▶ **What you have to do**: Can you rewrite every one of the items below, swapping "keypoint" for "marker" and leaving everything else unchanged? Omit the pictures from your answer.
───── Supplied data ─────
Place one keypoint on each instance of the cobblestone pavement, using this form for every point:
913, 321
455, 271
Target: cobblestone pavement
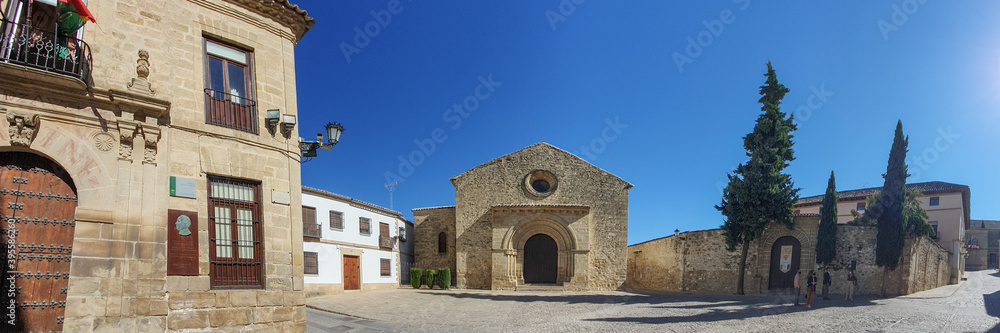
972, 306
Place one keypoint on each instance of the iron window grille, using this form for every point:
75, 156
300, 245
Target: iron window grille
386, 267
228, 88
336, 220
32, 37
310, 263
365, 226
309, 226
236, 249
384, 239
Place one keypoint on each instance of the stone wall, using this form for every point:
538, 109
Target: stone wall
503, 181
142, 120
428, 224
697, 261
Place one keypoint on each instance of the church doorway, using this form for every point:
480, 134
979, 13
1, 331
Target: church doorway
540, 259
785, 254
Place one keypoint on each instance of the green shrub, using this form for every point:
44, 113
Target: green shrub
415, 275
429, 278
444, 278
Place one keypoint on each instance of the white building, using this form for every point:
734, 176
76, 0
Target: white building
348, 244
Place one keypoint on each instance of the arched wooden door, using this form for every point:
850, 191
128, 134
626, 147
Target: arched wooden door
─────
▶ **The reply**:
Place one marker on each instance of the cobblestone pavement, using this form for every point:
913, 321
455, 271
Target: cobblestone pavement
972, 306
Place one marker on each instance of the iron window grille, using this form for every point:
75, 156
300, 245
Target: iron window grille
386, 267
228, 88
336, 220
32, 37
310, 263
365, 226
309, 226
236, 249
384, 239
Place one marker on each instance of the stone wall, using this form for every point:
538, 109
Target: stone wall
503, 181
142, 120
428, 224
697, 261
Place one marker on each instance of the church doorway, using this form for every point:
480, 134
979, 13
1, 331
Target: church doorway
540, 259
785, 254
Place one marker on each instance of the green shrub, using this form for every point:
44, 113
Target: green shrub
415, 275
429, 278
444, 278
Place one marker on each instance of the white building, using this form for every point:
734, 176
76, 0
Target: white building
348, 244
Place one marker on each instance of the arched wooden door, using this form for every point:
850, 191
128, 134
626, 147
Target: arched wooden door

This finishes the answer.